**GIVEN RECORDS:**
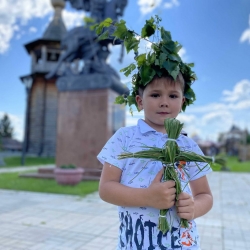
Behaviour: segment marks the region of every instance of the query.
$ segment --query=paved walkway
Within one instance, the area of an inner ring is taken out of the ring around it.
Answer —
[[[202,250],[250,249],[250,174],[212,173],[212,210],[197,219]],[[0,249],[113,250],[116,207],[98,193],[70,195],[0,190]]]

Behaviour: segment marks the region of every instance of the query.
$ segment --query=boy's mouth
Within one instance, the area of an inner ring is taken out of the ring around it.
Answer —
[[[168,112],[157,112],[157,114],[159,114],[159,115],[169,115]]]

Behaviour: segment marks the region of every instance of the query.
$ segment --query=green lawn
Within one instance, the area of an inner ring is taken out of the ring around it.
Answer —
[[[19,177],[18,173],[0,174],[0,189],[85,196],[97,191],[98,185],[98,181],[82,181],[75,186],[66,186],[50,179]]]
[[[250,161],[239,162],[237,157],[228,157],[227,167],[232,172],[250,172]]]
[[[5,162],[8,167],[20,166],[20,157],[6,158]],[[54,158],[27,157],[26,166],[54,164]],[[231,172],[248,172],[250,173],[250,161],[239,162],[237,157],[227,157],[227,168]],[[214,170],[218,171],[218,167]],[[34,191],[44,193],[72,194],[85,196],[98,190],[98,181],[82,181],[76,186],[63,186],[57,184],[55,180],[24,178],[19,177],[18,173],[0,174],[0,189],[12,189],[23,191]]]
[[[18,167],[21,166],[21,157],[8,157],[4,158],[4,167]],[[43,157],[26,157],[25,166],[38,166],[46,164],[55,164],[55,158],[43,158]]]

**AIM OF THE TASK:** Reproduce the listing verbatim from its first line through the line containing "[[[168,112],[157,112],[157,114],[159,114],[159,115],[169,115]]]", including both ends. Omit the pictures.

**EXERCISE ANSWER:**
Behaviour: segment marks the region of every instance of the query.
$ segment --query=paved walkway
Within one instance, the area of an inner ring is taken out of the ring around it.
Answer —
[[[202,250],[250,249],[250,174],[212,173],[212,210],[197,219]],[[0,249],[113,250],[116,207],[98,193],[70,195],[0,190]]]

Behaviour: segment marks the region of every instance of the query.
$ segment --query=boy's mouth
Within one instance, the area of an inner ring is taken out of the ring around it.
Answer —
[[[168,112],[157,112],[157,114],[159,114],[159,115],[169,115]]]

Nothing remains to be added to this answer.